**What to produce:**
Extract precisely the lines of the entries below, from the first line through the line containing "box: [272, 255, 594, 704]".

----- Available records -----

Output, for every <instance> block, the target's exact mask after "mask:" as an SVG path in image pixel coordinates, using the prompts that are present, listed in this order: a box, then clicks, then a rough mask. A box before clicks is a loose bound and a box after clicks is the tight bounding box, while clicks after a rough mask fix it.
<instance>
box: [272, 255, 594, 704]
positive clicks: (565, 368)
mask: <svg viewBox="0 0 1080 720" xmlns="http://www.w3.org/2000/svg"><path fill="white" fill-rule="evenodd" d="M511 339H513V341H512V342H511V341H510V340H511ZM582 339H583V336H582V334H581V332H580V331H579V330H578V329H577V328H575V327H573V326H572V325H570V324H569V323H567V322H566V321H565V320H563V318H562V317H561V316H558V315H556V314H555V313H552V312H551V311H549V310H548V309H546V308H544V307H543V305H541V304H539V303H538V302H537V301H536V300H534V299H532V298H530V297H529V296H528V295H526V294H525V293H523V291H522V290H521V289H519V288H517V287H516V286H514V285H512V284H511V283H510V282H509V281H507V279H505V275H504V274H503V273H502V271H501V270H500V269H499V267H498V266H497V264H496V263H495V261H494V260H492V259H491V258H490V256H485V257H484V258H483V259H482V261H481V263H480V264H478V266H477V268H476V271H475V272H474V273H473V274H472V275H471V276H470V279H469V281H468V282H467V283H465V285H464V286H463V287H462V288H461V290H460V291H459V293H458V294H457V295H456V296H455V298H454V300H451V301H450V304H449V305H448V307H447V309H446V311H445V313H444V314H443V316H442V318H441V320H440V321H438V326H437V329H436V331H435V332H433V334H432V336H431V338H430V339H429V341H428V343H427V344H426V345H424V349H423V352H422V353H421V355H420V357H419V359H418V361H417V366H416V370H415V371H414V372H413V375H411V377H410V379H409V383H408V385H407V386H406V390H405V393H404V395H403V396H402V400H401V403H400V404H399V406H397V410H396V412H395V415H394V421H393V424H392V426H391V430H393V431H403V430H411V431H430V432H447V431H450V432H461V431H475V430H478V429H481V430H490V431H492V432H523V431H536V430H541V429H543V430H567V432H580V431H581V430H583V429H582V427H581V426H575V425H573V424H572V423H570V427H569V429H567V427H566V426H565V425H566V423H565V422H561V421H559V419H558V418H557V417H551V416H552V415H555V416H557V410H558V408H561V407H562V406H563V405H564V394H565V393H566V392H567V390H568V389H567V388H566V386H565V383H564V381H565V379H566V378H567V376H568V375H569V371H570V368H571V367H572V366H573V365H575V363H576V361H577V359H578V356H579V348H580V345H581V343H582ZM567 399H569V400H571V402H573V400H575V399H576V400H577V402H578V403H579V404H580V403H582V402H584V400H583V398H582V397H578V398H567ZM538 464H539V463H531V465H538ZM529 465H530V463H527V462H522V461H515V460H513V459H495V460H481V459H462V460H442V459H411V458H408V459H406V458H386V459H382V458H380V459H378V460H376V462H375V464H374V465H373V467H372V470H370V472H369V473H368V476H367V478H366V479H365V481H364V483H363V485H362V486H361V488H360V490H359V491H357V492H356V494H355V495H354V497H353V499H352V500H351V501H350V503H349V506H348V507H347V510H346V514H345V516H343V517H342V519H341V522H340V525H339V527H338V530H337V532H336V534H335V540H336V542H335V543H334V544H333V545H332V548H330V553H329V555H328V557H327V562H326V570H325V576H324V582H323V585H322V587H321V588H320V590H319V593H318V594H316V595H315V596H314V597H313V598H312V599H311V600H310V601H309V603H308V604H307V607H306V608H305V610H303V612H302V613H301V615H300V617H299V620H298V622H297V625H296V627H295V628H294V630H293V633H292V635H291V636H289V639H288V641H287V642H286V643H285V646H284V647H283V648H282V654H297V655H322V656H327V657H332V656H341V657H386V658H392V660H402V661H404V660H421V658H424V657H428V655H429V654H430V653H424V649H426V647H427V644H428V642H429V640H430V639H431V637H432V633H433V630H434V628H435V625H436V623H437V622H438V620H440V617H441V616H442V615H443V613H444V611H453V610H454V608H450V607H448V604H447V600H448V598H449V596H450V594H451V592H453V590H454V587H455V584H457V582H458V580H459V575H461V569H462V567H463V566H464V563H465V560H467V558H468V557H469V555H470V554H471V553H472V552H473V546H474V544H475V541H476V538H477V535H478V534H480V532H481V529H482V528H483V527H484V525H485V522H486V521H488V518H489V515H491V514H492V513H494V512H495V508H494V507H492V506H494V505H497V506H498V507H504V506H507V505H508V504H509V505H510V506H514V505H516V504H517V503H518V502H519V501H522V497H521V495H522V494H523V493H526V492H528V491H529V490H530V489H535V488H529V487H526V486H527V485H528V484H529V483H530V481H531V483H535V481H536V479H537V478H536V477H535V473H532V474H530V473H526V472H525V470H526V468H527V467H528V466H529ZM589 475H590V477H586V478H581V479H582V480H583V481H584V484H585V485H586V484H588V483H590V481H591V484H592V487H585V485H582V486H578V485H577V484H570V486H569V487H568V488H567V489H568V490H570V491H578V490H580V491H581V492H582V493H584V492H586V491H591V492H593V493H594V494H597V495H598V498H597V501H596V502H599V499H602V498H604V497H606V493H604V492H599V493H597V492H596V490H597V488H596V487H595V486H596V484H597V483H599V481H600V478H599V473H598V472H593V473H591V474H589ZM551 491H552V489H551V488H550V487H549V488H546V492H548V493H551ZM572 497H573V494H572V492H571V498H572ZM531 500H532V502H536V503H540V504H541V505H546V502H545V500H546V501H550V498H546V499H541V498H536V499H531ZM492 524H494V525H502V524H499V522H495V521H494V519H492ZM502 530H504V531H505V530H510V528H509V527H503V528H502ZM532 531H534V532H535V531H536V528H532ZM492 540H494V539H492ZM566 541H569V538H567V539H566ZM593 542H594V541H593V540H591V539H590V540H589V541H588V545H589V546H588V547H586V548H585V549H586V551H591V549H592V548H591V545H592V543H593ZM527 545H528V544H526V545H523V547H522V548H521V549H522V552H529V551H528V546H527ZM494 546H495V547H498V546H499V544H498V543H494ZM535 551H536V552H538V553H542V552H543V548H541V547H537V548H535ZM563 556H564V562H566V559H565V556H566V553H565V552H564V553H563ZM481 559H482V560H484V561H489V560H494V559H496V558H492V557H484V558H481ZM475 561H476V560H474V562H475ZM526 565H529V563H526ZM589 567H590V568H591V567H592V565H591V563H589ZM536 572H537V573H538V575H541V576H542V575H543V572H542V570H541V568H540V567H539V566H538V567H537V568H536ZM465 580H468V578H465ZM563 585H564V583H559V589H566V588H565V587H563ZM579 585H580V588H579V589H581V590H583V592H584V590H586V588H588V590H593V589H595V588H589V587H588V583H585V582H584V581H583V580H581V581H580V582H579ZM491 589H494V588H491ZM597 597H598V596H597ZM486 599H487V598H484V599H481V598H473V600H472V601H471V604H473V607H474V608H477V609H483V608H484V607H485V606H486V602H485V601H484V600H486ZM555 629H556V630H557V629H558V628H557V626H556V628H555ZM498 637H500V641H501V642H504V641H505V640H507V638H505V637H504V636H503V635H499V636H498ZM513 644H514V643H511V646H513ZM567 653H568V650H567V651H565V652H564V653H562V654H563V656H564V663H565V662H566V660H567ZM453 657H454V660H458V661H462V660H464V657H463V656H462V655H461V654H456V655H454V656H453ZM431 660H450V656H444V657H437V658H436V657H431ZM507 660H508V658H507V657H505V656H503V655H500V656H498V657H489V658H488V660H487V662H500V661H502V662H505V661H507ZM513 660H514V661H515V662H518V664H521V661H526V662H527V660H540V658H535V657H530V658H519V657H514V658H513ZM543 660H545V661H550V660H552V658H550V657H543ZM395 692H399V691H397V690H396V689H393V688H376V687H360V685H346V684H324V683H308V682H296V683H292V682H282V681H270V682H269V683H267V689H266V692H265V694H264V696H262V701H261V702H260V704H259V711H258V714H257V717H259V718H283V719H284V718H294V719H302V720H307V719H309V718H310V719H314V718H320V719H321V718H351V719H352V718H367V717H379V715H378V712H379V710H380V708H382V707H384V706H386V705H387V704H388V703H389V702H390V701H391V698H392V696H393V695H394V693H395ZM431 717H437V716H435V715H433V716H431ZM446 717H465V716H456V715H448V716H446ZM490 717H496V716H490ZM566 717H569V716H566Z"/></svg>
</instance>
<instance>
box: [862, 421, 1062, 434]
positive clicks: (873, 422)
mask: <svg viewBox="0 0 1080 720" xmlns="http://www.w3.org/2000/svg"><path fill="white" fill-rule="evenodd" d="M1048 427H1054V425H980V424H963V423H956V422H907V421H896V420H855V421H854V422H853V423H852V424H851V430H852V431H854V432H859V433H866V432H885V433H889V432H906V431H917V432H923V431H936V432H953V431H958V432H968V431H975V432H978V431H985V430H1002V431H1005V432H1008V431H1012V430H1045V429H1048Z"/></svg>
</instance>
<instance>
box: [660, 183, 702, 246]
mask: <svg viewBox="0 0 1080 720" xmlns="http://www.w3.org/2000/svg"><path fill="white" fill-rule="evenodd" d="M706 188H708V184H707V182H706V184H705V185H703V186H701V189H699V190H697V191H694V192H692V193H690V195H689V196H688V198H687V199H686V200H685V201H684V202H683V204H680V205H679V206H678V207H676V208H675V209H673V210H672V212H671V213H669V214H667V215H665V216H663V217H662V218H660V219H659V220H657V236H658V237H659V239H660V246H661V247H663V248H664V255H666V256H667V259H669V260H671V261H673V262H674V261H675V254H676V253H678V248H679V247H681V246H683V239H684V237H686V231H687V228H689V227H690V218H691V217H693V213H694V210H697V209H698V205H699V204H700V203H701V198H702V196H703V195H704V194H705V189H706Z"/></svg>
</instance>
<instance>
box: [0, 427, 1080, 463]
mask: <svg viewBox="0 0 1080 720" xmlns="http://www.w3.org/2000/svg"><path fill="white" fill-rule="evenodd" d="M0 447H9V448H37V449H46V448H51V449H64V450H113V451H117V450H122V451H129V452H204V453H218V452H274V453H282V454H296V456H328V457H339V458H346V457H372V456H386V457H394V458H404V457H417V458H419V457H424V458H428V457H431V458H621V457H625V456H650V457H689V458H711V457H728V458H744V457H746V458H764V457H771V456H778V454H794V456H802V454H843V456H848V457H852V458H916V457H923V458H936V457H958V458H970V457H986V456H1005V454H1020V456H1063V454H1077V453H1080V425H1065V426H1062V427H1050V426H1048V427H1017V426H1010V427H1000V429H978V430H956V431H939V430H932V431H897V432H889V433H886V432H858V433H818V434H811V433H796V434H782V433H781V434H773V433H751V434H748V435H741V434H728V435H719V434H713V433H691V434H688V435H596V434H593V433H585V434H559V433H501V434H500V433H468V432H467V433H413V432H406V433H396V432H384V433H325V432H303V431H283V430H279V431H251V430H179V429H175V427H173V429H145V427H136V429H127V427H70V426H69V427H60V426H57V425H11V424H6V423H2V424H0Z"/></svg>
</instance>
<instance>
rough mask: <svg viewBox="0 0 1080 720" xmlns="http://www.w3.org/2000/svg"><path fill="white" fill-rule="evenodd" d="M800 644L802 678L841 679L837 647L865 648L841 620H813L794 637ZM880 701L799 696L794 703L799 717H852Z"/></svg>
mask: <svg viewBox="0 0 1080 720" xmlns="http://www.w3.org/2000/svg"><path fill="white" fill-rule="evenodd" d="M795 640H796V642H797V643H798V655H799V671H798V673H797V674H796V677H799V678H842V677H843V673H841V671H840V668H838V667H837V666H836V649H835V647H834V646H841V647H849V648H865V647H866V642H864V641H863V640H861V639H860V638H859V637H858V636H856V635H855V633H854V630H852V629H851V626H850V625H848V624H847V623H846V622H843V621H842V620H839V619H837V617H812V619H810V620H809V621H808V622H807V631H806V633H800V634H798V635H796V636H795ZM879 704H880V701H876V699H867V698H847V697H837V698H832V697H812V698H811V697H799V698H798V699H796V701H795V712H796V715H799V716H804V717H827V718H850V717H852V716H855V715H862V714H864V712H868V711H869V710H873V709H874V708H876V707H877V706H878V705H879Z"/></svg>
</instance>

-----

**Solved problem:**
Output, for every <instance> block, the target's exact mask after "mask:" as an SVG path in image pixel coordinates, using the prompts that are present, listed in this order: a box, then clicks, then a rough mask. A box before clicks is a loose bound and a box after clicks is the tight bounding box, while clicks after a rough mask fix it.
<instance>
box: [272, 255, 594, 704]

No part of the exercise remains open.